* _Work to complete_
The listing that follows should be copied in full, exactly as written.

* _Entries shown_
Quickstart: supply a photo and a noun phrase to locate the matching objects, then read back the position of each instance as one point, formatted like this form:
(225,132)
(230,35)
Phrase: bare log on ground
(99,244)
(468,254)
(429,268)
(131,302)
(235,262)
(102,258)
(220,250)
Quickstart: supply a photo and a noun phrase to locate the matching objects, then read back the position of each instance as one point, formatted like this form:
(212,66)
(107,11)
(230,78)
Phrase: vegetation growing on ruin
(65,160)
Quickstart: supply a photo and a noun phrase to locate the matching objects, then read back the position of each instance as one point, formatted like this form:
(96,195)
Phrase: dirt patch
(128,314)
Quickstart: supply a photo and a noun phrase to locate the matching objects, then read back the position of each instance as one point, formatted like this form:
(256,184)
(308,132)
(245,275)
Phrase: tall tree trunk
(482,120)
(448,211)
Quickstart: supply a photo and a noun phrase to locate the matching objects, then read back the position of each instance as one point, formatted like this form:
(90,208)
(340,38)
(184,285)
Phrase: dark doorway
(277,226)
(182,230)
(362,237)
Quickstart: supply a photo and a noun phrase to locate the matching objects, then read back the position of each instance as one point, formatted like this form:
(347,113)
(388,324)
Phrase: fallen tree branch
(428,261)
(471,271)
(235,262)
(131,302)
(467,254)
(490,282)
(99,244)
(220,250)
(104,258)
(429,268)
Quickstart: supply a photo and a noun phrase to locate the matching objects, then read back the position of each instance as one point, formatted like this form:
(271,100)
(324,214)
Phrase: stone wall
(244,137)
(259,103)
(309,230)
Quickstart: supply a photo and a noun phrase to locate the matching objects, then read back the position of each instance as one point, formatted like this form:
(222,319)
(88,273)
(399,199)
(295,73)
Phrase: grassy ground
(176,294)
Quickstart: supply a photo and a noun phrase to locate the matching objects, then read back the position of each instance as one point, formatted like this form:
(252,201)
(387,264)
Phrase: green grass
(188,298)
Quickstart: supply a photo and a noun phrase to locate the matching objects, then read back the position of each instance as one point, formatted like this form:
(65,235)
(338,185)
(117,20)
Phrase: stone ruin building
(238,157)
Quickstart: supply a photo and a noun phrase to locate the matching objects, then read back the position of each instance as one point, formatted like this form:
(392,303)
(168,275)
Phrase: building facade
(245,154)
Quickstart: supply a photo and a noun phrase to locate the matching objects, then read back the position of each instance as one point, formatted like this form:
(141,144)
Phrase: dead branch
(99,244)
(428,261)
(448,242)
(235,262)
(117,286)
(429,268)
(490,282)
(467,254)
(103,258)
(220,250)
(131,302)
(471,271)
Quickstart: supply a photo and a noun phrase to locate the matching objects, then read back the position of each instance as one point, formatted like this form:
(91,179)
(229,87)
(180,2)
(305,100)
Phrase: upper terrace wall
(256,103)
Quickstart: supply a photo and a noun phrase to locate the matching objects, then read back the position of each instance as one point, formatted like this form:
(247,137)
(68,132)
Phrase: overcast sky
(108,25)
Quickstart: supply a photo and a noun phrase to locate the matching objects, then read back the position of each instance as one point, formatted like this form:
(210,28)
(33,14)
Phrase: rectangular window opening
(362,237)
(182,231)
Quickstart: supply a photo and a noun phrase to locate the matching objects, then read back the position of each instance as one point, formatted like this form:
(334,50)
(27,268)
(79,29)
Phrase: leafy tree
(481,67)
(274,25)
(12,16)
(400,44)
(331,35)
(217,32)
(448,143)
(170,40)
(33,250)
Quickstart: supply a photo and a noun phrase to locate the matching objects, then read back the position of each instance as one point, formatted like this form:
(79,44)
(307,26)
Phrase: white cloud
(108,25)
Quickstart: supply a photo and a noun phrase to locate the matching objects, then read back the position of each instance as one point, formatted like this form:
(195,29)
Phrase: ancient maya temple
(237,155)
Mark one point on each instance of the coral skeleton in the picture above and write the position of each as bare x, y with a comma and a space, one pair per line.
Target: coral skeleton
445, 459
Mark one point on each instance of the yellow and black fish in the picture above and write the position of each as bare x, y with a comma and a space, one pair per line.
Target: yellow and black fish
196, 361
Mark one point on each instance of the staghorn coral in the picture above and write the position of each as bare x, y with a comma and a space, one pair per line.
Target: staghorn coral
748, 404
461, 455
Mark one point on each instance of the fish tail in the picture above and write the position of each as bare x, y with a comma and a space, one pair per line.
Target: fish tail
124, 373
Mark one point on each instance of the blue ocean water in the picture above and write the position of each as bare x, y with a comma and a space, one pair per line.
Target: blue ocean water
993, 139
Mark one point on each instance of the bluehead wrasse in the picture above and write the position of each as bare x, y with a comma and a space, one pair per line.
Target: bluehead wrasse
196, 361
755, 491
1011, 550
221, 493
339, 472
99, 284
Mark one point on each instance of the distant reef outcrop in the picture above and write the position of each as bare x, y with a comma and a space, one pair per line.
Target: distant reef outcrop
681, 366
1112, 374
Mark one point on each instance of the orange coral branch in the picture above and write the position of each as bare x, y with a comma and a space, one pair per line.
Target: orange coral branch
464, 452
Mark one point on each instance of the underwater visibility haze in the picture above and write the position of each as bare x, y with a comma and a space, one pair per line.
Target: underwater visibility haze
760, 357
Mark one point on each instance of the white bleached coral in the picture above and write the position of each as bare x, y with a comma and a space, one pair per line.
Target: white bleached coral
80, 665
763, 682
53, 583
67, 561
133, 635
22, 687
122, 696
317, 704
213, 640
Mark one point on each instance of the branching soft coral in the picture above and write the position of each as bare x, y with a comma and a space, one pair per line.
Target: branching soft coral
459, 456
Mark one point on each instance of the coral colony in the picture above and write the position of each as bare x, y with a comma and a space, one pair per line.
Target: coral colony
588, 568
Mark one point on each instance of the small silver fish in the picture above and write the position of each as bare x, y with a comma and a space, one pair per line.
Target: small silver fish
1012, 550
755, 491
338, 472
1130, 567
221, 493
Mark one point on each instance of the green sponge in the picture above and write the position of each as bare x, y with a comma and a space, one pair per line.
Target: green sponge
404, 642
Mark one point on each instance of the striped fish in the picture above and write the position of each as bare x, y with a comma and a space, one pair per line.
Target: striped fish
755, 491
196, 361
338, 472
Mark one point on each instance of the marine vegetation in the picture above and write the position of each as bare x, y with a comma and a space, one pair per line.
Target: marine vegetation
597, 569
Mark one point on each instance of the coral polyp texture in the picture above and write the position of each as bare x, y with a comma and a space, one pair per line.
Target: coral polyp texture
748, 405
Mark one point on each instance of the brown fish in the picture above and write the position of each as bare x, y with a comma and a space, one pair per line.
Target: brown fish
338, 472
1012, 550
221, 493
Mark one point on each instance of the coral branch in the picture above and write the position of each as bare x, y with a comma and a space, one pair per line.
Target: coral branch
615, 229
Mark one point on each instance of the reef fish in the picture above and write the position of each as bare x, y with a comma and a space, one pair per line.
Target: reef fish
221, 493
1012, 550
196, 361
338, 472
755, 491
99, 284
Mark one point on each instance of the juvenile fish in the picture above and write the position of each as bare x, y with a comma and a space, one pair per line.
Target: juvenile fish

* _Your solution_
Quickstart: supply a photo and a noun phrase to locate the matching objects, then read back the position of each instance as one point, formatted like this form:
(225,132)
(230,35)
Phrase: bare log on ground
(99,244)
(468,254)
(429,268)
(131,302)
(235,262)
(102,258)
(220,250)
Quickstart: supply a photo and a noun phrase to locate the matching objects, then read back the position of each instance as one point, formatted like this form:
(212,66)
(107,11)
(230,78)
Phrase: vegetation growing on ruin
(65,160)
Quickstart: supply a photo and a noun phrase to locate the matching objects, then read back the position of each instance as one point, formatted like this form:
(96,195)
Phrase: dirt patch
(128,314)
Quickstart: supply a photo and a noun phrase to locate the matching objects, then read back the position of each instance as one point, formatted like this form:
(256,184)
(308,132)
(245,275)
Phrase: tall tree trunk
(482,120)
(448,211)
Quickstart: supply a photo and a noun phrase to locate the matching objects, then read back the position of each instance as one point, formatted like this form:
(90,208)
(340,38)
(184,285)
Phrase: dark doorway
(277,226)
(182,230)
(362,237)
Quickstart: supply a photo and a noun phrase to locate the matching objects, then read back the position of each instance as one point, formatted like this form:
(347,113)
(388,324)
Phrase: fallen tree branch
(428,261)
(471,271)
(235,262)
(131,302)
(467,254)
(490,282)
(99,244)
(220,250)
(104,258)
(429,268)
Quickstart: supply a photo and a noun phrase to locate the matching objects, then read back the position of each instance as one point, formatted like this form:
(271,100)
(324,214)
Phrase: stone wall
(244,137)
(259,103)
(309,230)
Quickstart: supply a photo and a noun phrase to locate the matching objects, then read back the position of each instance as one point, formatted like this form:
(222,319)
(88,273)
(399,199)
(295,73)
Phrase: grassy ground
(176,294)
Quickstart: supply a photo and a noun phrase to locate the matching objects, then read back the position of each instance as one point, formatted like this form:
(252,201)
(387,264)
Phrase: green grass
(188,298)
Quickstart: supply a photo and a noun phrase to locate the matching objects, then read back the position of each instance as one point, formatted like this form:
(65,235)
(338,185)
(117,20)
Phrase: stone ruin building
(238,157)
Quickstart: supply a photo and a noun phrase to locate the matching objects, then read back the position of each instance as one point, formatted like this form:
(392,303)
(168,275)
Phrase: building facade
(245,154)
Quickstart: supply a photo and a noun phrase to locate the matching objects, then read back the position of each instance as one point, formatted like this form:
(141,144)
Phrase: dead branch
(99,244)
(428,261)
(448,242)
(235,262)
(117,286)
(429,268)
(490,282)
(467,254)
(103,258)
(220,250)
(131,302)
(471,271)
Quickstart: supply a photo and a noun phrase to locate the matching objects, then read back the position of each instance as one point, formatted like this form:
(91,179)
(229,87)
(180,2)
(305,100)
Phrase: upper terrace wall
(256,103)
Quickstart: supply a photo and a noun phrase to locate the matching objects, then read back the position of each instance as one point, formatted like this form:
(247,137)
(68,132)
Phrase: overcast sky
(108,25)
Quickstart: supply a photo and a noun phrase to locate the matching objects, then read back the position of each instance as one point, formatted like this form:
(210,28)
(33,14)
Phrase: rectangular window opening
(362,237)
(182,231)
Quickstart: supply a photo and a noun phrase to locate the matching objects, then read back the position of each instance as one point, formatted like this form:
(334,50)
(27,268)
(79,29)
Phrase: leafy tree
(481,67)
(274,25)
(12,16)
(400,44)
(331,35)
(217,32)
(448,143)
(170,40)
(33,250)
Quickstart: supply a photo and a noun phrase to locate the matching objects, then read back the position of each instance as one point, formatted like this form:
(79,44)
(307,26)
Phrase: white cloud
(108,25)
Quickstart: supply a photo and a noun phrase to locate the matching objects, then read back the position of each instance as one point, formatted like this form:
(195,29)
Phrase: ancient maya temple
(237,155)
Mark one point on each instance of the coral skeleton in the picture above and write the position of each as bare x, y with a comma and a space, one pair per line.
Target: coral skeleton
445, 459
Mark one point on each instance of the yellow and black fish in the picture above and write the position of each as bare x, y with a comma and a space, one pair per line.
Target: yellow and black fish
196, 361
Mark one point on each instance of the staghorn coral in the picture above and write the position of each as bare x, y with a comma and a space, one pair per line.
Target: staghorn coral
748, 404
461, 455
Mark one point on each instance of the fish tail in the picture above and write the position of each as bare x, y with a comma and a space, one pair per line.
Target: fish tail
124, 373
Mark one point on each instance of the blue ocean water in the picture above and write the position of each as bare x, y with a comma and a space, one pair per line.
Target: blue ocean water
993, 139
Mark one point on each instance of the bluehead wrasse in the picture above and write the position of each as bare x, y with a comma and a space, one pair per line.
Target: bluehead wrasse
196, 361
755, 491
1011, 550
221, 493
339, 472
99, 284
Mark one point on each instance of the distant reef outcrop in the picture above and write the position of each as bare x, y with a comma and a space, one pair per line.
Target: distant reef outcrop
681, 366
1112, 374
Mark one point on each instance of the orange coral branch in the picture above and write the position of each as bare x, y with a comma and a space, one pair per line.
Target: orange coral branch
464, 452
Mark one point on each instance of the underwater visibility haze in the picture above and write the position of each as bare x, y with a comma and a space, one pair per line.
Target: underwater visibility haze
760, 357
Mark one point on each instance of the white bleached coral in the picture above and write the position of each as bare x, y with a comma and a space, one pair per line.
Target: white bleached coral
80, 665
763, 682
53, 583
67, 561
133, 635
22, 687
122, 696
317, 704
213, 640
Mark one point on each instance of the branching soft coral in the picture above and write the position of each as bare x, y with a comma and a space, one pair per line.
Target: branching soft coral
459, 456
Mark one point on each instance of the coral colony in the picture above and write the position of each as bare x, y with a comma and a space, one pair per line.
Target: coral colony
588, 568
Mark one point on each instance of the small silver fish in the picture above and write the position of each as bare x, y with a comma and a space, one pair per line.
Target: small silver fish
1012, 550
755, 491
338, 472
1130, 567
221, 493
Mark one point on each instance of the green sponge in the picture above and write the position of each as bare x, y with a comma and a space, one pair per line.
Target: green sponge
404, 642
Mark one point on each instance of the striped fish in the picture above and write the position of each as bare x, y with a comma and a space, one pair per line.
Target: striped fish
755, 491
196, 361
338, 472
Mark one point on each instance of the marine vegetation in the picture above and write the position of each as bare x, y with a comma and a space, one pair per line.
Target: marine vegetation
597, 569
Mark one point on each instance of the coral polyp texture in the picture above and write the position of each as bare x, y with a comma and a space, one pair per line.
Target: coral polyp texture
748, 405
Mark one point on each instance of the brown fish in the picture above and write the position of each as bare x, y with a comma and a space, one pair per line.
Target: brown fish
338, 472
1012, 550
221, 493
Mark one point on each instance of the coral branch in the picture above and write the position of each as bare x, y with a comma and a space, one pair per line.
Target: coral branch
615, 229
Mark one point on each instance of the reef fish in the picture above and write the position of each as bare x, y with a comma and a space, one pair per line.
Target: reef fish
221, 493
1012, 550
196, 361
338, 472
755, 491
99, 284
Mark one point on each instance of the juvenile fish in the picture above and write the position of each as bare x, y with a comma and a space, one pair per line.
Target: juvenile fish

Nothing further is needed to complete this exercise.